### [Página]
╭──

Era un pibe serio sí, más bien de esos para adentro. Venía, me contó una vez, del sur de Córdoba, de Coronel Moldes. No hablaba mucho de su familia, igual. Apenas sabía que había perdido un dedo de pibe, por meter la mano en una máquina de cortar carne. A EPEC llegó como técnico industrial, y después empezó a estudiar en el nocturno para ser electrotécnico. Dormía en una pensión del Barrio Colón y era hincha de Huracán, pero no recuerdo mucho más. A ver… sí, una vez contó que la había pasado mal, que a los 14 se había rajado de su pueblo y había llegado a Córdoba, que a veces dormía en un banco del Parque Sarmiento, que pasaba hambre. Entonces, que te tomen en EPEC era para cualquiera un privilegio.

╰──

### [Instrucción]
¿Puedes transcribir sin cambios el fragmento de la página que va entre "Era un pibe" y "cualquiera un privilegio.", ambos incluidos?

### [Datos proporcionados]

╭──

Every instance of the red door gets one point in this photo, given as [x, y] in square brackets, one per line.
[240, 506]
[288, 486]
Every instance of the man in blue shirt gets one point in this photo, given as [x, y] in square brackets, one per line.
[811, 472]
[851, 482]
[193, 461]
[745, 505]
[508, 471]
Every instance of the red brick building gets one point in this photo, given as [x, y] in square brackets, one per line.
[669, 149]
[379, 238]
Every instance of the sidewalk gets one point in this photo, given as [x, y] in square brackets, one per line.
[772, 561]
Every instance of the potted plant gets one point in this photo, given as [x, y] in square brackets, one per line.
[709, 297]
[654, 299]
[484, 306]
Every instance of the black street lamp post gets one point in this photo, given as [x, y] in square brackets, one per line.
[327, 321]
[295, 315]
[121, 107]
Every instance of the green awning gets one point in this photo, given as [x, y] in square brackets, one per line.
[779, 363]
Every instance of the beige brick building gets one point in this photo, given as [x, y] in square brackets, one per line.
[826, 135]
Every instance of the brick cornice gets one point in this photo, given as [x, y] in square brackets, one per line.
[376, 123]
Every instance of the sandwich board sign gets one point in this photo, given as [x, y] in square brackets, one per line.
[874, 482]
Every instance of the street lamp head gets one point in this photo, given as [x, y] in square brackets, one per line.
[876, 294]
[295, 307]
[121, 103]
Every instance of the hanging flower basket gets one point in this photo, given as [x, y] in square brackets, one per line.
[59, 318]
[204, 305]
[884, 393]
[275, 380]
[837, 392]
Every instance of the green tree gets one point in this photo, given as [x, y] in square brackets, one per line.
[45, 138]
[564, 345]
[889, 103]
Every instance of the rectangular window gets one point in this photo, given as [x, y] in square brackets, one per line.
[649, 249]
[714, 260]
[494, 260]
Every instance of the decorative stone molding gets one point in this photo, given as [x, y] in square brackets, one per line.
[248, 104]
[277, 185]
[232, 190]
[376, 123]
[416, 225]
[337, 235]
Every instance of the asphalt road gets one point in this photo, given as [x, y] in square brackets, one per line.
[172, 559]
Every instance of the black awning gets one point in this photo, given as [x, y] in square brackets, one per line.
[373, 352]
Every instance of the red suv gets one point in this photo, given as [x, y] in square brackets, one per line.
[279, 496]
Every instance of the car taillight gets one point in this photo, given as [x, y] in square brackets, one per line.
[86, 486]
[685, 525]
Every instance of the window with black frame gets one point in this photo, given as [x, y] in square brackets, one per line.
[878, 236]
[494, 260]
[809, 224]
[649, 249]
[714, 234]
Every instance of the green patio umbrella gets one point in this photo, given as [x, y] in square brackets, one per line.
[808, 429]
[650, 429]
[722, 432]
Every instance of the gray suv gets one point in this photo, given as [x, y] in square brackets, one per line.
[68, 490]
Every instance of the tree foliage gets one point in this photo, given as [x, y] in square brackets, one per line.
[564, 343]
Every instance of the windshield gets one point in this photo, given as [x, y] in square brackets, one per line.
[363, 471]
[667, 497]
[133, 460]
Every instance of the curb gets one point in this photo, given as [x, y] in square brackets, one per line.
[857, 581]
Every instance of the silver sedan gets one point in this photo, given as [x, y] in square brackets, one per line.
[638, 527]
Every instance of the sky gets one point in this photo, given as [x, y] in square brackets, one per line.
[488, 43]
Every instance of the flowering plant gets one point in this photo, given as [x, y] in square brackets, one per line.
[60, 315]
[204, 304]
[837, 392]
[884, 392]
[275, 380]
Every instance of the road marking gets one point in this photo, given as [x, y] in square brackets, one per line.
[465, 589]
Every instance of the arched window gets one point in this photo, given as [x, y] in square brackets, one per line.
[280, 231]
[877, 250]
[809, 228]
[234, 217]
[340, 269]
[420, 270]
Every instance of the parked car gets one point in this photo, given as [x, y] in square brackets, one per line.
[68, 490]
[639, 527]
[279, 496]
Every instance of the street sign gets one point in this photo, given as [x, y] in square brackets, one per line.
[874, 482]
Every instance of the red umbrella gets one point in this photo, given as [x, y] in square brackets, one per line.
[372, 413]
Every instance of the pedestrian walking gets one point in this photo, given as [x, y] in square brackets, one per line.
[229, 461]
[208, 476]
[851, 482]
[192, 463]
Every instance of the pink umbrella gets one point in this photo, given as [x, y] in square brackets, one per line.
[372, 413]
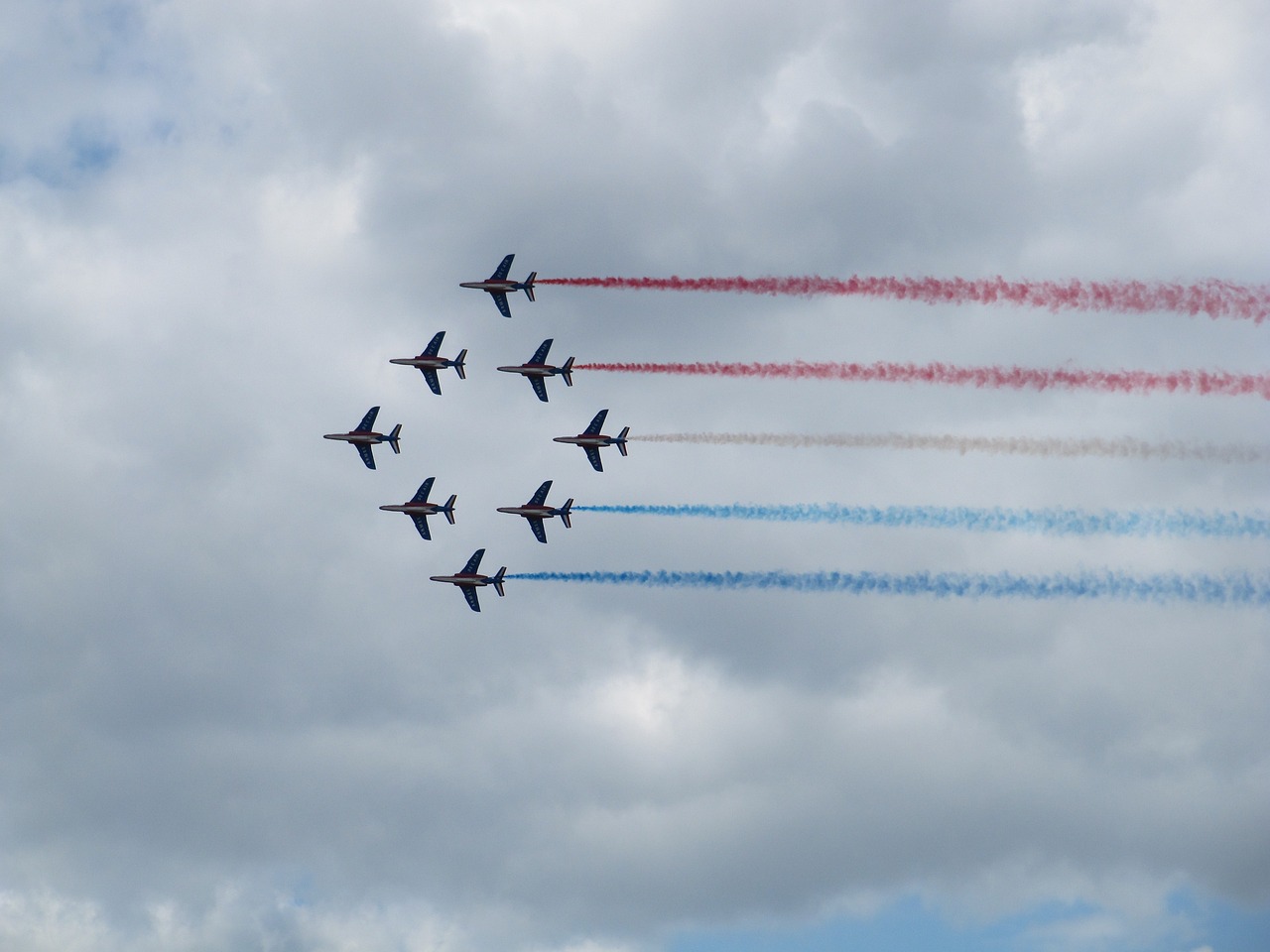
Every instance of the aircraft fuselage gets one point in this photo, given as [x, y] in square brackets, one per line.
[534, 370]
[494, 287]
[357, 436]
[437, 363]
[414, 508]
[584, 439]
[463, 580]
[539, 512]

╰──
╭──

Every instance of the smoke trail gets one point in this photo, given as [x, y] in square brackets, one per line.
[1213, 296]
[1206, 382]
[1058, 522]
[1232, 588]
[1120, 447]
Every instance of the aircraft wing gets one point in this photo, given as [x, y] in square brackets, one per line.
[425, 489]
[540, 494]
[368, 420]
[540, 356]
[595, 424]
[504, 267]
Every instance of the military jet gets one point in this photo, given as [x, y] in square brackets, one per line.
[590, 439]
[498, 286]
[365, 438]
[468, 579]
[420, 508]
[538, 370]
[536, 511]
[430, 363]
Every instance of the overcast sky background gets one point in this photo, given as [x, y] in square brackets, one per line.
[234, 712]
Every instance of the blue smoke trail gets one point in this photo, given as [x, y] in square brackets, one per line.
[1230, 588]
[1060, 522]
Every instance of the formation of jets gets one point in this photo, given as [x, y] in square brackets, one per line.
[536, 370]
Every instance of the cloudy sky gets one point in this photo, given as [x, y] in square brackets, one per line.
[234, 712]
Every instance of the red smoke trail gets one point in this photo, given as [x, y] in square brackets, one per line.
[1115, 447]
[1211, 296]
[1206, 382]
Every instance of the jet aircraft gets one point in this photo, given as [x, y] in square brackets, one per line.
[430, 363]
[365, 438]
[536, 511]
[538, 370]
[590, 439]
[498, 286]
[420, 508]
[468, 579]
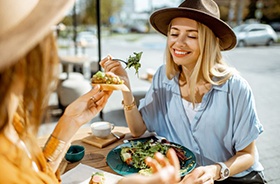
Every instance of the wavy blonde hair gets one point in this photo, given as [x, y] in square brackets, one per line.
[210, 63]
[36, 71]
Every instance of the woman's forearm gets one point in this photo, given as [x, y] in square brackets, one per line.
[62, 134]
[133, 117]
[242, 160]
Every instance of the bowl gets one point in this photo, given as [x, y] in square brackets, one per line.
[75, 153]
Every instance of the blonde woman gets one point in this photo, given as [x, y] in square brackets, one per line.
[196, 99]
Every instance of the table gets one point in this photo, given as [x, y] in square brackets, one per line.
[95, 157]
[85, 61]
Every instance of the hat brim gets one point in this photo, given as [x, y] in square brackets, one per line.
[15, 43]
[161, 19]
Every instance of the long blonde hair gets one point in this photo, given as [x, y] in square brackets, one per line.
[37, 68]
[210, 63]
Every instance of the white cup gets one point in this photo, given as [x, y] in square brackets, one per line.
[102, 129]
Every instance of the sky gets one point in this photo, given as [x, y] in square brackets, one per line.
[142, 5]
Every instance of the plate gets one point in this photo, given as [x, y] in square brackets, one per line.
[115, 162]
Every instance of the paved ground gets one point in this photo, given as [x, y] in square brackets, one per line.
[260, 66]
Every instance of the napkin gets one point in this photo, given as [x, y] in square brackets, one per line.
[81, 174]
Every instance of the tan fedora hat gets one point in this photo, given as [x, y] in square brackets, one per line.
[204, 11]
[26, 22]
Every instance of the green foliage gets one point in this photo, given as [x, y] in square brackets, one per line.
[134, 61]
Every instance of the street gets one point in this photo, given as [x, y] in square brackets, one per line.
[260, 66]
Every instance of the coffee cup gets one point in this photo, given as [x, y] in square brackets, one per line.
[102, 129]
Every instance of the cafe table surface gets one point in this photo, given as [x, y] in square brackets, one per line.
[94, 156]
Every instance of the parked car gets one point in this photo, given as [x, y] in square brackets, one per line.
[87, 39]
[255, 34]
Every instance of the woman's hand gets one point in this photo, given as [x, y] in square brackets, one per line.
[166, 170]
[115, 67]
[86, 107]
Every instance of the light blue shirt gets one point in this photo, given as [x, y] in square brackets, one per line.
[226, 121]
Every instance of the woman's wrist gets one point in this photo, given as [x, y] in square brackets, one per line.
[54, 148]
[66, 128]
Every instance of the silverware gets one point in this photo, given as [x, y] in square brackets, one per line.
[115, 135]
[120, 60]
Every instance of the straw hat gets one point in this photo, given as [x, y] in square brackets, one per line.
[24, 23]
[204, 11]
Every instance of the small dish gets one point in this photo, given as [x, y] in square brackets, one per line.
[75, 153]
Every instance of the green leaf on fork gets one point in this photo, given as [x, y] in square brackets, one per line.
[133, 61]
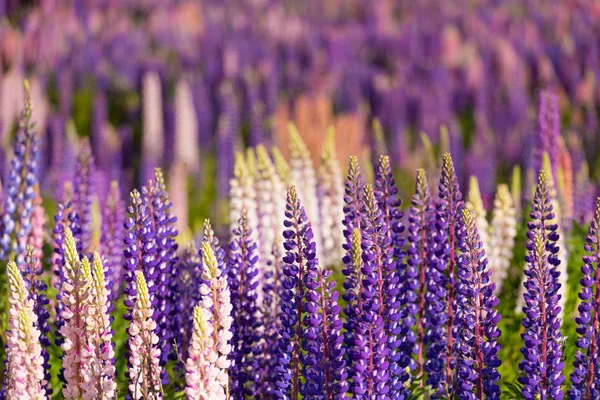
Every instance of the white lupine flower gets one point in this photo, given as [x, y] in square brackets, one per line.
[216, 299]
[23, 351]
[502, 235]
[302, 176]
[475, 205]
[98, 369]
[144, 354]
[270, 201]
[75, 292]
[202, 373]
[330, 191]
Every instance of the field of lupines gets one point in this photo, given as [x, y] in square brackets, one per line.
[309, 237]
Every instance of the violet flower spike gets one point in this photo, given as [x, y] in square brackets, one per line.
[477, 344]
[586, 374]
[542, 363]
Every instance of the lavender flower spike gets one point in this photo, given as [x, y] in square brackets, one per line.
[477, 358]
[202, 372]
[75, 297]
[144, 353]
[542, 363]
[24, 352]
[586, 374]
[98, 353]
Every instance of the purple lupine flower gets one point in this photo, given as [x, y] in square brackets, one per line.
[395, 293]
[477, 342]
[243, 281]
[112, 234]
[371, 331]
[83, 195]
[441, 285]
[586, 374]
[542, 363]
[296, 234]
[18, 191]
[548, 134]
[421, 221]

╰──

### [Respuesta]
Era un pibe serio sí, más bien de esos para adentro. Venía, me contó una vez, del sur de Córdoba, de Coronel Moldes. No hablaba mucho de su familia, igual. Apenas sabía que había perdido un dedo de pibe, por meter la mano en una máquina de cortar carne. A EPEC llegó como técnico industrial, y después empezó a estudiar en el nocturno para ser electrotécnico. Dormía en una pensión del Barrio Colón y era hincha de Huracán, pero no recuerdo mucho más. A ver… sí, una vez contó que la había pasado mal, que a los 14 se había rajado de su pueblo y había llegado a Córdoba, que a veces dormía en un banco del Parque Sarmiento, que pasaba hambre. Entonces, que te tomen en EPEC era para cualquiera un privilegio.